• _Prompt_
Copy out the listing below with every "coordinates list" switched to "point list" and nothing else changed. Leave out the pictures.
= = =
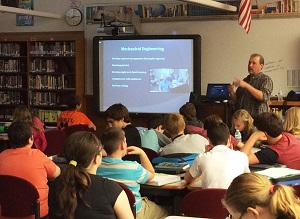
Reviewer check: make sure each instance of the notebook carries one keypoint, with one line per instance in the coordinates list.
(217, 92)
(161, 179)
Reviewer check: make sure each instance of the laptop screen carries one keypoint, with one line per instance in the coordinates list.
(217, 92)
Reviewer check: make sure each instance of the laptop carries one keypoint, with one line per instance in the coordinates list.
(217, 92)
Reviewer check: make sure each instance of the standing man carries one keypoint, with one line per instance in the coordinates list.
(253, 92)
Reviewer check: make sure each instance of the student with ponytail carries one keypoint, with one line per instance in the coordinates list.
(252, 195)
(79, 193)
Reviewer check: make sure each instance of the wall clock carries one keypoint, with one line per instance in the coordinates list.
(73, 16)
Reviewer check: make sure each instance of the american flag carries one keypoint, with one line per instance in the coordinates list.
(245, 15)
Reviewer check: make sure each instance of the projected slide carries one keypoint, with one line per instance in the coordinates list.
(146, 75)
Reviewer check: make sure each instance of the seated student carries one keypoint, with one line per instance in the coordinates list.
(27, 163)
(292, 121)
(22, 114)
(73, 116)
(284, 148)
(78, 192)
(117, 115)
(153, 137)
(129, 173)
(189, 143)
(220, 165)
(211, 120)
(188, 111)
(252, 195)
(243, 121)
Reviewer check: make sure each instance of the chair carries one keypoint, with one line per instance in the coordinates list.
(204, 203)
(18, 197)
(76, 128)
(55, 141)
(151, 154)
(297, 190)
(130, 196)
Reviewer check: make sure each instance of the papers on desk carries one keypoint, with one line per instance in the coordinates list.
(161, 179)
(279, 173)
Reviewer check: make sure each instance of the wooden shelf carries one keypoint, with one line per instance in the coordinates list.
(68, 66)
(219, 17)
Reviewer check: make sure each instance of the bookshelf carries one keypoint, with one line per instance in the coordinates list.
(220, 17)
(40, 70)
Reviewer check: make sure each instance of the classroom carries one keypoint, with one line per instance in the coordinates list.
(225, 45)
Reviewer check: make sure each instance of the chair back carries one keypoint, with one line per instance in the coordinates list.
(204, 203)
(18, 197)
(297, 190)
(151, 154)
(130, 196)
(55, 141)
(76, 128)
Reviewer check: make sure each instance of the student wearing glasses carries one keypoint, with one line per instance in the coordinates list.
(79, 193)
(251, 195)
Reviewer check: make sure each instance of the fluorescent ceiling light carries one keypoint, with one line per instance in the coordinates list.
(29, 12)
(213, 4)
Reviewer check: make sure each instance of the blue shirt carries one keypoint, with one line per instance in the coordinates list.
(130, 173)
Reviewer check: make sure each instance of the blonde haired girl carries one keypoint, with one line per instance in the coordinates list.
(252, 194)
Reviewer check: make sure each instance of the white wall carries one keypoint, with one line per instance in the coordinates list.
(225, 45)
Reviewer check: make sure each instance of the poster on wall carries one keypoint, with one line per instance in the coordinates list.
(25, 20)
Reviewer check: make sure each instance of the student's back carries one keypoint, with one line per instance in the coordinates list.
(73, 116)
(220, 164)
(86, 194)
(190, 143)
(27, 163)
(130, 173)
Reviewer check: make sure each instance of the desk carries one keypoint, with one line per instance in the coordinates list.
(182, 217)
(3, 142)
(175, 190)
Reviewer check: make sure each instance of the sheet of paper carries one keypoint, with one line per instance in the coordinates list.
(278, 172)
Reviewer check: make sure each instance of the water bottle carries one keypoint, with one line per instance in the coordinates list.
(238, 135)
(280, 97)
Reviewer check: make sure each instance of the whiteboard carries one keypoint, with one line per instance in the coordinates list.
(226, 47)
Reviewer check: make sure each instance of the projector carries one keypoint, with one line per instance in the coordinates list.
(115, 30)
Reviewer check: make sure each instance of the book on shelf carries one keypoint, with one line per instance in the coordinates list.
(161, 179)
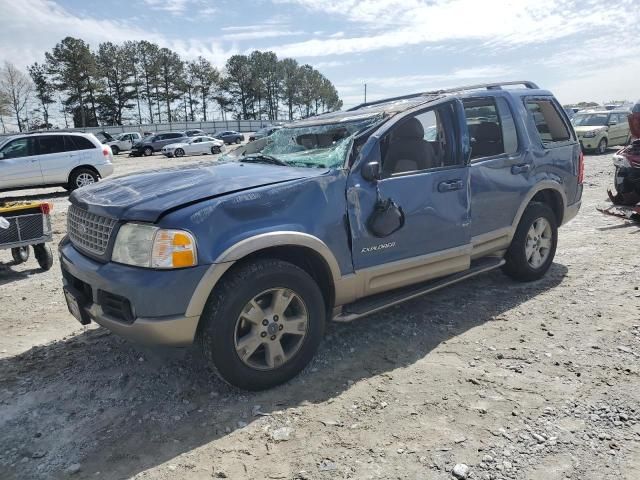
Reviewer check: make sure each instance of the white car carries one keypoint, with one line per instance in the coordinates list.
= = =
• _Exercise response_
Reviewer check: make sure each instance of the notebook carries one keypoint, with one line per instance in the point list.
(217, 92)
(161, 179)
Reviewer check: make sure each instance of the laptop screen carries one keypoint, with one line per instance in the point list.
(217, 92)
Reviewer check: make sure each instance of the laptop carries one keypoint, with one line per instance in the point list.
(217, 92)
Reviewer check: make sure each instance of the standing man carries one keypoint, with one line per instance in the point list.
(253, 92)
Reviewer check: make sure each instance of the student with ponytail carries one keypoint, with one line per instance in the point list.
(252, 195)
(79, 193)
Reviewer check: make sure each instance of the wall clock carries one keypoint, with one line per instance in the point list.
(73, 16)
Reviewer check: make sure each instance of the american flag carries one keypoint, with one line per instance in the point list.
(245, 15)
Reviewer check: make sure each instance of the projected slide carries one keypoint, with one line per instance in the point list.
(146, 75)
Reviewer check: make sure each instance of the seated student carries one keypoint, with one line per instance in the point list.
(27, 163)
(292, 121)
(22, 114)
(73, 116)
(284, 148)
(78, 192)
(117, 115)
(153, 137)
(129, 173)
(189, 143)
(220, 165)
(211, 120)
(188, 111)
(252, 195)
(243, 121)
Reviewer check: make sure each instance of the chair carries one keypoint, with one line per instance in the point list.
(204, 203)
(18, 197)
(76, 128)
(55, 141)
(151, 154)
(297, 190)
(130, 196)
Reviewer check: make sure each instance of the papers on desk carries one keypoint, with one line per instance in the point list.
(161, 179)
(279, 173)
Reviewer check: make sure each instance of the wooden shelf carries one keypoint, with one line per instance in the point list.
(68, 66)
(219, 17)
Reviewer check: make sure each instance of the bookshelf carries one keypoint, with one line per instance in the point list.
(220, 17)
(40, 70)
Reviewer check: make sure each instance of the classroom carries one keypoint, with one line per instance in the point list.
(225, 45)
Reviewer check: make sure each instance of the chair back carries one keypoint, with one line per instance in the point list.
(204, 203)
(18, 197)
(297, 190)
(151, 154)
(130, 196)
(55, 141)
(76, 128)
Reviewer check: make sure each instance of the student wearing glasses carries one keypoint, with one line per instance in the point list.
(79, 193)
(251, 195)
Reviewer check: make sure each instance of the fluorescent ceiling light carries one keypoint, with one line per instance in the point list.
(29, 12)
(213, 4)
Reviewer check: make sure each instance of the blue shirt carries one keypoint, with one line per instance in the point list.
(130, 173)
Reviewer check: make sure each instance of the blonde haired girl carries one keypoint, with one line per instance in the point list.
(252, 194)
Reviewer check: make sure each instance of the white wall carries one keypoint, with one line per instance in the point list.
(225, 45)
Reviewer check: make sure each instance of the poster on wall carries one keypoint, with one line per instance in the point list.
(25, 20)
Reviewer check: make sure each instance of the student's back carries one keypoint, with one line per instance in the point list.
(73, 116)
(220, 164)
(86, 194)
(190, 143)
(27, 163)
(130, 173)
Reviewer check: make sure each instance of the desk carries one keypoint, with one line per instance in the point list.
(182, 217)
(3, 142)
(175, 190)
Reviewer check: make sure each instance of the sheet of paper carries one keypoint, with one line per instance in the point list.
(278, 172)
Reviewer check: make sure each instance of the water bottle carries one keypoint, with one line per instance in the point list.
(238, 135)
(280, 97)
Reviewer check: make sure each instance of the whiteboard carries one keypoint, with one line per instance in the point list.
(226, 47)
Reviewer check: make sure each instance of the projector carries one keypoint, with one line per instance in the point list.
(115, 30)
Reviewer check: make sure each instance of the book on shelf carries one keypoint, with one line per instance in the point list.
(161, 179)
Reviewer check: make sure each instance of the white car carries one keypoint, with one line per instance in the point list.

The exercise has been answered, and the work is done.